Restate word for word the lines of the records below, starting at the line that contains "Query: blue sky" and ending at the line that contains "Query: blue road sign", with both of those lines included and nothing else.

── Recorded information

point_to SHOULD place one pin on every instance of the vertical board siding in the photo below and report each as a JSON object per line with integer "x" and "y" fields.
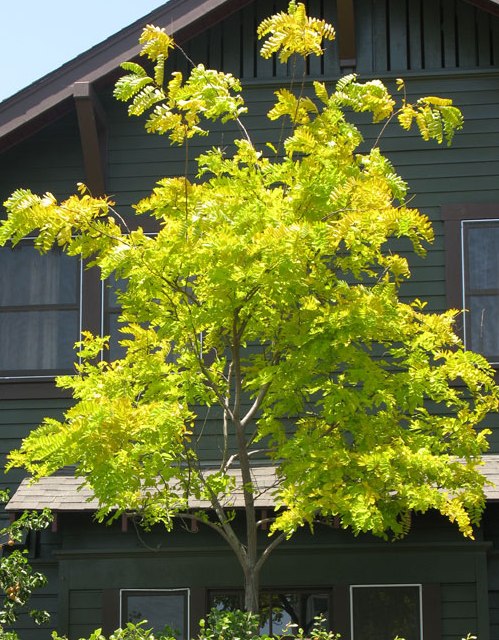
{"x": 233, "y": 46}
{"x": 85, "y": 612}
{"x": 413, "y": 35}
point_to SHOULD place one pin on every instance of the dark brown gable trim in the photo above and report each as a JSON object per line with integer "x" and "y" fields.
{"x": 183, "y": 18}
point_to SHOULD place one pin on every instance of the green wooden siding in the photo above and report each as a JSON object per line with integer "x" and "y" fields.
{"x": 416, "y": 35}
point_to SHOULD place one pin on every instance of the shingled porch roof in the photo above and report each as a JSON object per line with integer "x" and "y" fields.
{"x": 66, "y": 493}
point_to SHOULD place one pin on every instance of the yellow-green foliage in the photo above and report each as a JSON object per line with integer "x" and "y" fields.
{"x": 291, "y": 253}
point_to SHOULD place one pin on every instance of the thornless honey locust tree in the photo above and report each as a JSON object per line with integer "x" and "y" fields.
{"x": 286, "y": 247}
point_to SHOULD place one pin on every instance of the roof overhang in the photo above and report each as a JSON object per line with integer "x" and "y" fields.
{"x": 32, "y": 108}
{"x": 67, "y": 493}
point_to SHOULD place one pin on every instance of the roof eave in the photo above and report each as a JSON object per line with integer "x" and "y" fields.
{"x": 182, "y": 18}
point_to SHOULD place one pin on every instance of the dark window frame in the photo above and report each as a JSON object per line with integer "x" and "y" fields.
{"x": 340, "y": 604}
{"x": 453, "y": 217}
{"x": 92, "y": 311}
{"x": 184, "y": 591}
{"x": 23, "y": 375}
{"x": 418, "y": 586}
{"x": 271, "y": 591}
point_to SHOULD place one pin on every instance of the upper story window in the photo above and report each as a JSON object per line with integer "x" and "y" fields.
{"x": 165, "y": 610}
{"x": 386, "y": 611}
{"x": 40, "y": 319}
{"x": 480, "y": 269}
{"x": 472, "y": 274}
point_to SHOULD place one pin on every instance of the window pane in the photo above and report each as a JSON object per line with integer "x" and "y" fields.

────
── Recorded information

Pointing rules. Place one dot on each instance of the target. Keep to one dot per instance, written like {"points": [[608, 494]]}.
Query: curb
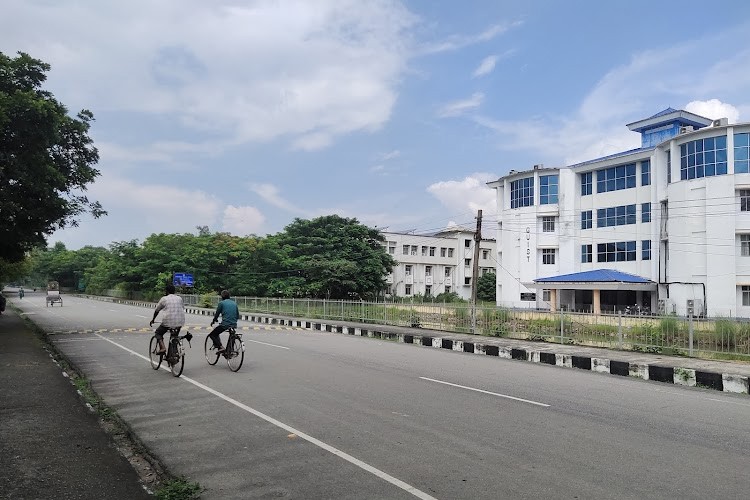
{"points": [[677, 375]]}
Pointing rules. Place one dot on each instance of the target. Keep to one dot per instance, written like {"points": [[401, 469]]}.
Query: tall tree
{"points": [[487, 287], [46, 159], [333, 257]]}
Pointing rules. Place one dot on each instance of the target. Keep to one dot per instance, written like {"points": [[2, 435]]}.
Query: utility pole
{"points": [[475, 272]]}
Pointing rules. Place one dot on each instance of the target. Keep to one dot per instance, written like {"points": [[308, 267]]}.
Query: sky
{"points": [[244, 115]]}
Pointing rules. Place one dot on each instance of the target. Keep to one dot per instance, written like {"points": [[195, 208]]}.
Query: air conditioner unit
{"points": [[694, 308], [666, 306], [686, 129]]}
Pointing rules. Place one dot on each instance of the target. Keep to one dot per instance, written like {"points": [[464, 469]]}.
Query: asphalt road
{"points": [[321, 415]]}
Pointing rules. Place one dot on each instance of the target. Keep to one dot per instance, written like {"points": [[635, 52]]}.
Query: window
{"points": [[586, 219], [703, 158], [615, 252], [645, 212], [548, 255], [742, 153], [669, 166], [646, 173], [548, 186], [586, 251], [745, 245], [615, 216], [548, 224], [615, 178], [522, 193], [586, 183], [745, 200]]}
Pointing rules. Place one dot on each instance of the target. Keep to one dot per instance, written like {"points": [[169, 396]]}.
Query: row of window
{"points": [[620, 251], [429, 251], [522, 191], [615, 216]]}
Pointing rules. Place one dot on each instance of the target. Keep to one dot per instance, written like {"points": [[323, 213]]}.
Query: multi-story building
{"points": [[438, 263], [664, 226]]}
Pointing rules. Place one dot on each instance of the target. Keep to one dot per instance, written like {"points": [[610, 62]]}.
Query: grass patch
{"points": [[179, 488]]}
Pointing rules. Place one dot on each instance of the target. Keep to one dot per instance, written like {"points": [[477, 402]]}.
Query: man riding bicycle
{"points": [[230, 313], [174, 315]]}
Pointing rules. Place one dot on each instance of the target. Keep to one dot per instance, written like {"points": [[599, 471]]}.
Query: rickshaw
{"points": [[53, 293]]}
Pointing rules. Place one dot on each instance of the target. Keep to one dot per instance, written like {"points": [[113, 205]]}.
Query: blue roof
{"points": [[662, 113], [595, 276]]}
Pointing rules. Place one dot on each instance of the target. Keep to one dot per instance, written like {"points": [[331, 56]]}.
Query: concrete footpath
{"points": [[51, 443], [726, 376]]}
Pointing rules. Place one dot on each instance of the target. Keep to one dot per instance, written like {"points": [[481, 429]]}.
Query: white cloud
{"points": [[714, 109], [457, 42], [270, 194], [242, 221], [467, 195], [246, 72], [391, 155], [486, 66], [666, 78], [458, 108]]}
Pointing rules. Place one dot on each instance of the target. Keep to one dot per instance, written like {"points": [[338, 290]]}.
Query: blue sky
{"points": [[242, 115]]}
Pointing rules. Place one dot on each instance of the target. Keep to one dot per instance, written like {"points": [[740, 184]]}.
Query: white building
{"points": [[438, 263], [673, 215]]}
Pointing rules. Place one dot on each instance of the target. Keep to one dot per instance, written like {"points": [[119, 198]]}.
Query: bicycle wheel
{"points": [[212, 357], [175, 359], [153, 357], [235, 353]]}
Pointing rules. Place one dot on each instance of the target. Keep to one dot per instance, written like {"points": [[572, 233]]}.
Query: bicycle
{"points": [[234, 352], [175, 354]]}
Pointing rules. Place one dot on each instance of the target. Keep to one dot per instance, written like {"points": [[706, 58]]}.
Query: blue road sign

────
── Recorded information

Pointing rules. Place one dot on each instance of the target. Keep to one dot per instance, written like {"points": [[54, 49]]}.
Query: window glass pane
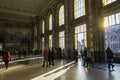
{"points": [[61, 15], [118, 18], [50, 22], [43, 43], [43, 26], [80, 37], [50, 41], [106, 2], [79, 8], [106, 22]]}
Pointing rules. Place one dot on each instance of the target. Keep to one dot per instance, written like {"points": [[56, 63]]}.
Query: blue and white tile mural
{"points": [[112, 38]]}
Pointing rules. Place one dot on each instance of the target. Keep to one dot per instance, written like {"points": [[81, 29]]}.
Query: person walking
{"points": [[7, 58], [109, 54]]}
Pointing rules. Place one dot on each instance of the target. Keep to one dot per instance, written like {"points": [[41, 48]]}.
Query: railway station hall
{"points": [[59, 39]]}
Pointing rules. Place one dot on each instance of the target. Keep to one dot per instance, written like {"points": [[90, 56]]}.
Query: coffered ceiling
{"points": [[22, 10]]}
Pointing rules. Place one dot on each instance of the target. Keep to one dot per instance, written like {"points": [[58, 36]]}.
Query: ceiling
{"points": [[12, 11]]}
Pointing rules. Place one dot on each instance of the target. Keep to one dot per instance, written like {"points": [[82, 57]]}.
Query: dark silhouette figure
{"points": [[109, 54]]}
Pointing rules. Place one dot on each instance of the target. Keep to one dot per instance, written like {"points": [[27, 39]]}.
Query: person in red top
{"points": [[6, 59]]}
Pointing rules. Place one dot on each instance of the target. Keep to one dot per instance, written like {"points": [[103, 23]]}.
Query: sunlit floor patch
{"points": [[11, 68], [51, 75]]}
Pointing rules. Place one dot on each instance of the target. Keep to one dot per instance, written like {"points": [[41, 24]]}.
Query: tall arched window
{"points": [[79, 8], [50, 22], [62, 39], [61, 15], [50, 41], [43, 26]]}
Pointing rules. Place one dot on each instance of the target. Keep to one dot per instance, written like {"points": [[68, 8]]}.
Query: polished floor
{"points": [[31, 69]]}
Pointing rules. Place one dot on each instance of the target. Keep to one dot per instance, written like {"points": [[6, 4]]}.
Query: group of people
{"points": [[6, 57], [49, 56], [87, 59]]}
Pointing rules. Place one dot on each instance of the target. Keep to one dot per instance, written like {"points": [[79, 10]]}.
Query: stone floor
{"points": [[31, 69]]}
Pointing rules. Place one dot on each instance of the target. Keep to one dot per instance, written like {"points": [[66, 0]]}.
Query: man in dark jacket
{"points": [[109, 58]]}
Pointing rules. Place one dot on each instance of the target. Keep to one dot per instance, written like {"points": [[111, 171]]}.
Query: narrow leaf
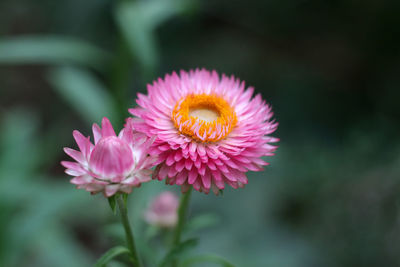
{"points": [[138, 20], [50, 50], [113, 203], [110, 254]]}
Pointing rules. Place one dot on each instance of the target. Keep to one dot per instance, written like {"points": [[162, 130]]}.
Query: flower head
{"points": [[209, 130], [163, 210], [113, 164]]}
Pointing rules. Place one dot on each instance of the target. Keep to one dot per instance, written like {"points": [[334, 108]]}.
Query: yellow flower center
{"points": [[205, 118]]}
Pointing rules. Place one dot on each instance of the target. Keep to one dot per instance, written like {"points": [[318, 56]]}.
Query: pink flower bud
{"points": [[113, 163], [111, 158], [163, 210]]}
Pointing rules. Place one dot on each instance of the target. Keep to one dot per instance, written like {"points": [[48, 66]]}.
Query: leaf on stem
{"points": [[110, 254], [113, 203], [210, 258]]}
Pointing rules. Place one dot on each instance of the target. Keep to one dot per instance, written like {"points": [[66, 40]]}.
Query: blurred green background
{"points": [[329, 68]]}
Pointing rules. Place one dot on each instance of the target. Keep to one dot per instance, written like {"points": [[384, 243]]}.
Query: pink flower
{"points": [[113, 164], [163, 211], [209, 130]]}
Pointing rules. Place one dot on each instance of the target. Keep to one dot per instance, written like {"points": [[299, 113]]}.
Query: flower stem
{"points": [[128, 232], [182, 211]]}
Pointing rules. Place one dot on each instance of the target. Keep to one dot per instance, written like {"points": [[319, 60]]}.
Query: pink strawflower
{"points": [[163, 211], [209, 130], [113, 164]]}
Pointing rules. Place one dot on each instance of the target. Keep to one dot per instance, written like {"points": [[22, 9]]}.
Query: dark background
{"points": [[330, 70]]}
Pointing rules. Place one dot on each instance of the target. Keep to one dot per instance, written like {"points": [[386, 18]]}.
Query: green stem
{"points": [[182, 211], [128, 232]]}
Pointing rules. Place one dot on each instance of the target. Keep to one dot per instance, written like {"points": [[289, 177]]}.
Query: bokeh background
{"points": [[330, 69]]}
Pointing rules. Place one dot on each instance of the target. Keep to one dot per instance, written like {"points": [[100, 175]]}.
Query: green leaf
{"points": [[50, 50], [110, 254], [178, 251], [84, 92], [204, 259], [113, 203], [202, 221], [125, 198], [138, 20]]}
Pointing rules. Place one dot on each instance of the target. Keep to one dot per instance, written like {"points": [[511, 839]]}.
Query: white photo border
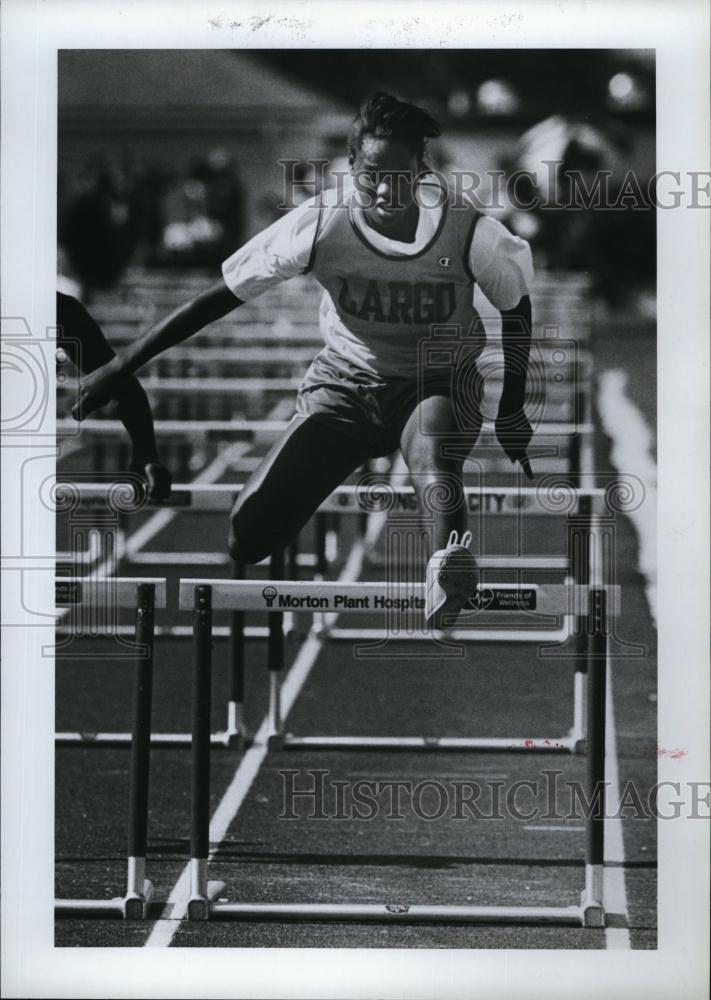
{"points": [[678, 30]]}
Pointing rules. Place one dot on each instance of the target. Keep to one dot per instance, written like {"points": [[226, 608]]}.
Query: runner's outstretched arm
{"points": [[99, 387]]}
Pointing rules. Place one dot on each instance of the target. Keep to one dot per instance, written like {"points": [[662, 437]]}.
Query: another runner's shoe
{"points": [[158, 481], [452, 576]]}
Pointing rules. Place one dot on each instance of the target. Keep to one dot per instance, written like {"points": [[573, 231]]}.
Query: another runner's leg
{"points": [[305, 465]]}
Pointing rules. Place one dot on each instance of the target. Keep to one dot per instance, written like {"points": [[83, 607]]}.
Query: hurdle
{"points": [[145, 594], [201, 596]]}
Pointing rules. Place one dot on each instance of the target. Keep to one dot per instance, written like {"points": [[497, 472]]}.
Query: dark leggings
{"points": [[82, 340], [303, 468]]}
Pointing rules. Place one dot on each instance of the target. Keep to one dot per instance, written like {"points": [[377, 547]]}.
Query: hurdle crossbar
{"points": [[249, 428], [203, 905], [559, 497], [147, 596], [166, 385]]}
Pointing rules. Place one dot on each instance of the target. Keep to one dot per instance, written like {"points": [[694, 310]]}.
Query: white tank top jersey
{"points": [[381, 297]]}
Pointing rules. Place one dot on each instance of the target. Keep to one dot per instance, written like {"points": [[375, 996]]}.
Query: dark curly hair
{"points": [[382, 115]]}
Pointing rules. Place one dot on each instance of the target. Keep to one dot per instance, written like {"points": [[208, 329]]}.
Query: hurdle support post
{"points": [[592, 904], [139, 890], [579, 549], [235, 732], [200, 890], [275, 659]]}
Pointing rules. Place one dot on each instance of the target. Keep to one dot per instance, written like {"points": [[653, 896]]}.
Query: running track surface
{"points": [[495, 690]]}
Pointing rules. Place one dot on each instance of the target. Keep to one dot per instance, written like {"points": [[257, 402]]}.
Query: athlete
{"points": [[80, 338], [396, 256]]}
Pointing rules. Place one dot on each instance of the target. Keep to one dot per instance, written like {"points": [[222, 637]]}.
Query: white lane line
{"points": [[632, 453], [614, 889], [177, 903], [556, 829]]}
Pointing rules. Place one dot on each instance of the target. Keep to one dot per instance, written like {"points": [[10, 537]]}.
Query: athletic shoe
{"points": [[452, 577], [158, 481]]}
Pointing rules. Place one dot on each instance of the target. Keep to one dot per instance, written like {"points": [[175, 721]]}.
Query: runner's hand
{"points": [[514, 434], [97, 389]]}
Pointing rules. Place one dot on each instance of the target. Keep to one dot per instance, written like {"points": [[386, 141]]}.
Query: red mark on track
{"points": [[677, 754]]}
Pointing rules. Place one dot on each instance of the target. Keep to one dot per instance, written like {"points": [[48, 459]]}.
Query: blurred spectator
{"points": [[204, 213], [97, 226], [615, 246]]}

────

» **Exercise result**
Query: blue sky
{"points": [[242, 115]]}
Pointing rules. Place one dot on each instance of the target. Keep to one dot per instance, written like {"points": [[740, 184]]}.
Query: white building
{"points": [[438, 263], [673, 215]]}
Pointing rules. Place one dot on each instance of the target. Keep to one dot per instance, written like {"points": [[119, 198]]}.
Query: bicycle wheel
{"points": [[212, 357], [175, 359], [153, 357], [235, 353]]}
Pointing rules. Place one dot on each instance of the target. Keep to one dot per instance, written like {"points": [[572, 233]]}.
Query: bicycle
{"points": [[234, 352], [175, 354]]}
Pointing rules. Place one dot on each instance of the target. Keep to one dot per instance, written like {"points": [[706, 58]]}.
Query: blue road sign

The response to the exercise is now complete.